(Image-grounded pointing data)
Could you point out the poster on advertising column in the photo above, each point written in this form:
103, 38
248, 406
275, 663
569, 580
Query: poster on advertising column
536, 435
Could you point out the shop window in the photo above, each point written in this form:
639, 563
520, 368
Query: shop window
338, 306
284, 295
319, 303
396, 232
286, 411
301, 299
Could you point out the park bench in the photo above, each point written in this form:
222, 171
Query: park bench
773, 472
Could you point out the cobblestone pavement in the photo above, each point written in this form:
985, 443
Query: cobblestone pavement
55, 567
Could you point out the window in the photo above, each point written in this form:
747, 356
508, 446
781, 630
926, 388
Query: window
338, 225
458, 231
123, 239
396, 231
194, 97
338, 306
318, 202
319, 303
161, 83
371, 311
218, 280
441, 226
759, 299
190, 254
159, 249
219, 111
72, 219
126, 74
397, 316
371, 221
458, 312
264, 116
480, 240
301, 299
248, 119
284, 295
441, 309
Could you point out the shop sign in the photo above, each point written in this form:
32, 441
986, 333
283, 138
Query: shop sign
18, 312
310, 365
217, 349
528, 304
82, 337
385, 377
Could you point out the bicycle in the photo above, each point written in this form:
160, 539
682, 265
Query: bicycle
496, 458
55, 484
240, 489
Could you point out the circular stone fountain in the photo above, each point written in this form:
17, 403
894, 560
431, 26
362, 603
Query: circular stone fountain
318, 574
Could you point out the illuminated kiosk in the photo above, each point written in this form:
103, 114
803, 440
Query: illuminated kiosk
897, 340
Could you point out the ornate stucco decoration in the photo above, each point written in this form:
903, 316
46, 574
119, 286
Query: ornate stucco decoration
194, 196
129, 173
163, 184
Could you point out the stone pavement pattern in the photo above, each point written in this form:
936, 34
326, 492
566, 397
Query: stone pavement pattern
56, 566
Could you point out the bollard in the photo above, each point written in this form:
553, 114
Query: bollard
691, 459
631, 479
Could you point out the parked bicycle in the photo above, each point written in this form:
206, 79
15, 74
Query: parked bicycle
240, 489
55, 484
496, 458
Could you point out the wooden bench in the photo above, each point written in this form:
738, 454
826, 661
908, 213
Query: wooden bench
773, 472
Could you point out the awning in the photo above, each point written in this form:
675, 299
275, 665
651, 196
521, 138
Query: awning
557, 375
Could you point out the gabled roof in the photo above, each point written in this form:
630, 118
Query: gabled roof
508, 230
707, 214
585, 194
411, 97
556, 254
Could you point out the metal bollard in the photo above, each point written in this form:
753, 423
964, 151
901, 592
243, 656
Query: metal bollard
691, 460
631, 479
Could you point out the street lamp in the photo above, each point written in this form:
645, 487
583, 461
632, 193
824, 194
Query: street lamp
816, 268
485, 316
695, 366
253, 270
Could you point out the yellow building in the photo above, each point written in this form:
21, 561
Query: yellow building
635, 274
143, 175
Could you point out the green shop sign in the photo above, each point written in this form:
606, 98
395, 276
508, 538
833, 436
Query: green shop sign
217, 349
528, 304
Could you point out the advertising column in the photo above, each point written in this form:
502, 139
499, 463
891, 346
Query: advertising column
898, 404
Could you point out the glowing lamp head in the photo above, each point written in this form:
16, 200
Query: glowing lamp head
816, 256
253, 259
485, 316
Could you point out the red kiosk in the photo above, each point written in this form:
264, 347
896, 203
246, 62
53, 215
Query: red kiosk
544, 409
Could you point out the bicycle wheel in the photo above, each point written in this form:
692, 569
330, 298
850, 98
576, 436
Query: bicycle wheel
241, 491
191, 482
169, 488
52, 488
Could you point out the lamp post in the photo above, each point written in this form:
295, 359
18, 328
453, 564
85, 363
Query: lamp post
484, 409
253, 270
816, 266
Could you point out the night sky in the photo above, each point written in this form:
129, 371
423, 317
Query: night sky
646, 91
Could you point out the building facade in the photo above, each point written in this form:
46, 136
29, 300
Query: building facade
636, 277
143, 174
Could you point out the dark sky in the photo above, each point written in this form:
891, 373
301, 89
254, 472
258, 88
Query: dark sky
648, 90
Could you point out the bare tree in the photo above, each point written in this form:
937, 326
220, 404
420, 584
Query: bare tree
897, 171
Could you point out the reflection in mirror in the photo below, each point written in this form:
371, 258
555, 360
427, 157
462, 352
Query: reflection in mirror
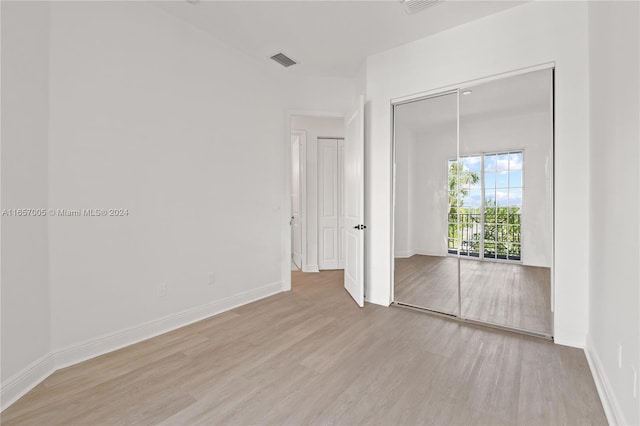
426, 236
505, 229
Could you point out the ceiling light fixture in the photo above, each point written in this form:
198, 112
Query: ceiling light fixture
413, 6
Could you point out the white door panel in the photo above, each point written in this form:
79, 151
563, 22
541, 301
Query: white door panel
354, 204
296, 231
340, 204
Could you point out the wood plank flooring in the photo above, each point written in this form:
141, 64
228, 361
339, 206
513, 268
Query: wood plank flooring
501, 293
311, 356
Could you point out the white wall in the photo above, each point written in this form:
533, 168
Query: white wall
315, 127
614, 258
25, 251
150, 114
527, 35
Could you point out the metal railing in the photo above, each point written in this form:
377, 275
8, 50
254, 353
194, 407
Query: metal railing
499, 237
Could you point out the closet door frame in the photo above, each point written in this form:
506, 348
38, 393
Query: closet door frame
457, 89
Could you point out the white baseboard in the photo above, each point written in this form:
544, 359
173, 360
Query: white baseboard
403, 254
26, 379
575, 340
311, 268
612, 409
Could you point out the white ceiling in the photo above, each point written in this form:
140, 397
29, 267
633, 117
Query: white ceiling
327, 38
522, 94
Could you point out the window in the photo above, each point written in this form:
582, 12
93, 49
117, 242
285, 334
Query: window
485, 205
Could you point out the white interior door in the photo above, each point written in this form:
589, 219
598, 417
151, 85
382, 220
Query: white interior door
296, 232
354, 204
328, 204
340, 203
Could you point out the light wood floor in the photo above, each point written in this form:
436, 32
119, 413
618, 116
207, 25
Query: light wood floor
310, 356
501, 293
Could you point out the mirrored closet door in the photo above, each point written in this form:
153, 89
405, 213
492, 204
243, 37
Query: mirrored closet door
426, 264
473, 219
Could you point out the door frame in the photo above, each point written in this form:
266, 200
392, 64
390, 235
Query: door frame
302, 154
457, 88
285, 268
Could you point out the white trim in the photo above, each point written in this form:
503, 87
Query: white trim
286, 229
574, 340
91, 348
311, 268
615, 415
26, 379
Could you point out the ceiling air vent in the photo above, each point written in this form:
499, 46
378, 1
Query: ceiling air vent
283, 59
413, 6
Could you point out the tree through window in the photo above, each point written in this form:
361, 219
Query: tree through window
485, 205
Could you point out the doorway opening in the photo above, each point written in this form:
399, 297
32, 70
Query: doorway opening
317, 171
330, 202
473, 235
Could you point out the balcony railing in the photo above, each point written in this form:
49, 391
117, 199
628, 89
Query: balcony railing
499, 237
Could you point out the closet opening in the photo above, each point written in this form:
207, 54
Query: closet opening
473, 202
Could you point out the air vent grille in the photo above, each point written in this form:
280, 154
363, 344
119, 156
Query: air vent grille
413, 6
283, 59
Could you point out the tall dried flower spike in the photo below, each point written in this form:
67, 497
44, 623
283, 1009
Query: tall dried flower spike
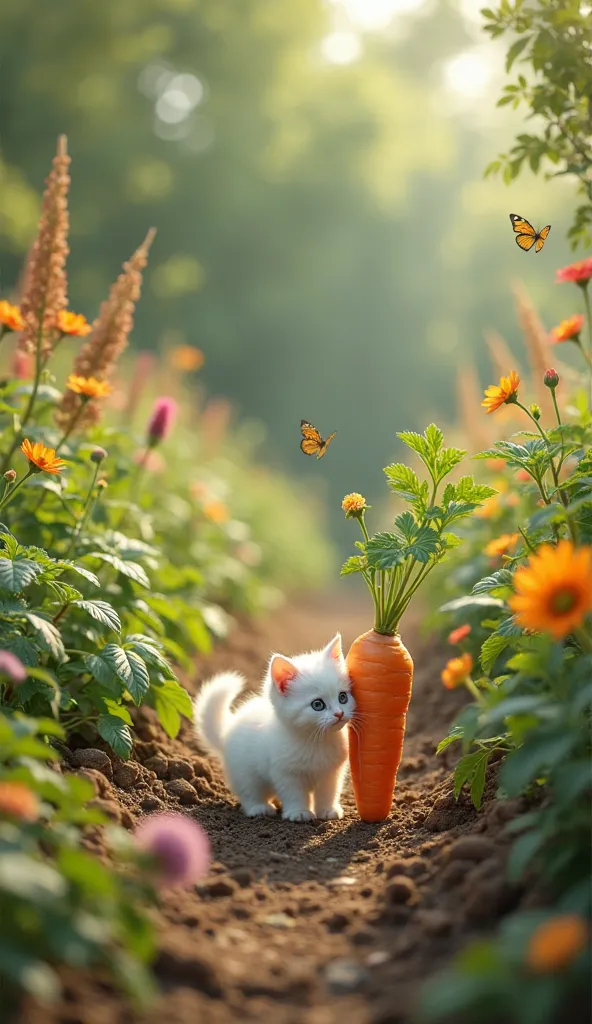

■ Your goal:
Your answer must be an exact copy of every entry, with no pictures in it.

■ The completed task:
Could you point out the poster on advertising column in the photo above, each point written in this form:
103, 38
248, 406
275, 663
569, 580
Query: poster on advertising column
536, 435
Could you point out the shop window in the photo above, each point written in this form:
639, 563
520, 368
Query: shop window
338, 306
284, 295
319, 303
396, 232
286, 411
301, 299
Could you point out the park bench in the photo above, each point written in this form:
222, 171
Query: park bench
773, 472
Could you point out the cobblestone pavement in the photo above, each point written in this form:
985, 443
Query: cobblestone pavement
55, 567
Could you point out the window in the photo above, each point written in this form:
747, 356
508, 446
781, 630
926, 388
Query: window
338, 225
458, 231
123, 239
396, 231
194, 97
338, 306
318, 202
319, 303
161, 83
371, 311
218, 280
441, 226
759, 299
190, 254
159, 249
219, 111
72, 219
126, 74
397, 316
371, 221
458, 312
264, 116
480, 240
301, 299
248, 119
284, 295
441, 309
Could you point out the shop sign in the photo above, each point written in this form:
32, 441
986, 333
283, 138
Query: shop sign
18, 312
310, 365
217, 349
528, 304
82, 337
385, 377
Could you point out the bicycle in the photo above, each point written in this form:
160, 539
682, 265
Query: bicycle
496, 458
55, 484
240, 489
Could you point out the circular stone fountain in the photo above, each point written in this form:
17, 403
894, 560
431, 26
362, 603
Query: circular stone fountain
318, 574
Could you point out the illuminated kiosk in the photo above, each point written in this form:
103, 114
803, 440
Query: illuminated kiosk
897, 340
Could you point out the ornate stucco decoration in the photo above, each point written in this form:
903, 316
46, 574
119, 286
Query: ornate stucco decoration
194, 196
129, 173
163, 184
Could you point out the stone pavement pattern in the photo above, each point written in this form:
936, 34
326, 492
566, 397
Query: stone pavement pattern
56, 566
Could you point out the bollard in the photo above, each point written in this form:
553, 114
Query: bollard
691, 459
631, 479
Could you point out the parked bicycle in the photo above, each point written in this form:
206, 79
15, 74
Query: parked bicycle
240, 489
55, 484
496, 458
Could you point out the wooden bench in the photo above, each point written in this form:
738, 454
826, 661
908, 213
Query: wooden bench
773, 472
Could you point out the awning in the photo above, each point written in this form:
675, 299
275, 665
651, 196
521, 138
Query: awning
557, 375
Could you point out the gabled roof in the photo above, each point written in this form:
630, 118
Query: gabled roof
508, 230
707, 214
585, 194
411, 97
556, 254
Could you point out the metal bollard in the photo above, each point written in this form:
753, 423
964, 151
901, 592
243, 656
Query: metal bollard
691, 460
631, 479
Could you point out the street lamp in the photo above, each point written in this form:
645, 487
583, 461
632, 193
824, 194
Query: street lamp
816, 268
485, 316
695, 366
253, 270
Could you point out the yellow building in the photo above, each point written in this form:
21, 561
Query: yellow building
635, 274
143, 175
Could you point out the green shop sign in the photo above, each point written in this form:
606, 98
395, 276
508, 538
833, 436
Query: green shop sign
217, 349
528, 304
Could you point out the advertising column in the photo above, each point written in this form:
502, 139
499, 463
891, 346
Query: advertising column
898, 404
Could you point out the glowing lamp head in the photo above, each point written in this form:
16, 200
Query: glowing lamp head
816, 256
253, 259
485, 316
Could you point out the red kiosk in the photo above, each point written in this form:
264, 347
896, 203
246, 62
53, 215
Query: red kiosk
544, 409
Could you point out the bicycle wheel in the photo above, each point written in this form:
692, 569
330, 298
850, 98
576, 436
Query: bicycle wheel
241, 491
191, 482
169, 488
52, 488
Could you point out the lamp post in the photo above, each point written in this form:
295, 359
18, 328
453, 564
85, 363
Query: lamp post
484, 409
253, 270
816, 266
Could you point out the night sky in the photo above, each point written in this form:
129, 371
423, 317
Query: night sky
646, 91
Could you point out the building facade in the photo above, each point written in this form:
46, 136
29, 300
Query: building facade
636, 277
143, 174
Could you point out the dark sky in the photo above, each point written in this form:
891, 373
301, 89
254, 472
258, 88
Query: dark sky
648, 90
Could you point out the bare tree in the photo above, each point written in this form:
937, 326
220, 404
420, 584
Query: bare tree
897, 171
Could you point out the reflection in mirror in the photo below, each point written in this form:
371, 258
555, 360
427, 157
462, 352
Query: reflection in mirror
426, 236
505, 229
Could you point out the ceiling light fixture in the photo above, each point written in this form:
198, 112
Query: ceiling light fixture
413, 6
Could you point out the white door panel in the photo above, each point written in this form:
79, 151
563, 22
541, 301
Query: white door panel
354, 204
296, 231
340, 204
Could you point out the wood plank flooring in the photo above, each point written in this form:
141, 64
228, 361
339, 206
513, 268
Query: wood plank flooring
501, 293
311, 356
Could you point out the white wall in the photo above, each point written in this form:
533, 168
Query: white wall
315, 127
614, 258
25, 251
150, 114
527, 35
Could you point out the metal railing in the photo above, each point written in this form:
377, 275
8, 50
254, 353
194, 407
Query: metal railing
499, 237
Could you point out the closet door frame in the photo above, each point written in this form:
506, 348
38, 393
Query: closet door frame
457, 89
Could you point out the white baseboard in the photo above, each point written in this form:
544, 359
173, 360
Query: white baseboard
403, 254
26, 379
575, 340
311, 268
612, 409
Could you point out the white ceiling in the photo above, each point written in this form:
140, 397
29, 267
633, 117
Query: white ceiling
327, 38
522, 94
Could you point out the window in the photo above, each point written in this form:
582, 12
93, 49
117, 242
285, 334
Query: window
485, 205
Could you point out the white interior door in the photo above, each point written in this form:
589, 219
598, 417
151, 85
382, 220
Query: white interior door
296, 232
354, 204
328, 204
340, 203
Could you point out the light wood floor in the photo above, each point written in this form:
436, 32
119, 413
618, 116
207, 25
Query: light wood floor
310, 356
501, 293
Could you point out the mirrored closet door in the photo above, each point written in this form:
153, 89
405, 213
492, 204
243, 37
Query: mirrored closet door
426, 264
473, 219
Could you point out the door frame in the photo above, each point written in this form:
266, 200
392, 64
390, 235
Query: door frame
302, 154
457, 88
285, 268
Could you point out the white trim in the photo above, each point written in this form:
503, 87
Query: white trim
286, 229
574, 340
91, 348
311, 268
615, 415
26, 379
Could you point out the ceiling air vent in the photo above, each point written in this form:
499, 46
378, 1
Query: ceiling air vent
283, 59
413, 6
Could you point out the tree through window in the photo above, each point written in this form:
361, 219
Query: tree through window
485, 205
Could you point out the doorway opening in the photo above, each point written in this form:
399, 297
32, 70
Query: doorway opening
317, 171
330, 202
473, 235
Could you point out the balcony railing in the photo above, each point written in this form:
49, 391
117, 199
628, 89
Query: balcony railing
499, 237
Could you point out the closet opening in the photo above, each point written in this form:
207, 54
Query: closet opening
473, 202
Could you point out the air vent grille in the photo above, each point written in this form:
280, 154
363, 344
119, 156
Query: air vent grille
413, 6
283, 59
Could you point out the tall dried flower spike in the photo below, each point written in this form:
67, 497
44, 623
283, 1009
Query: tall dried flower spike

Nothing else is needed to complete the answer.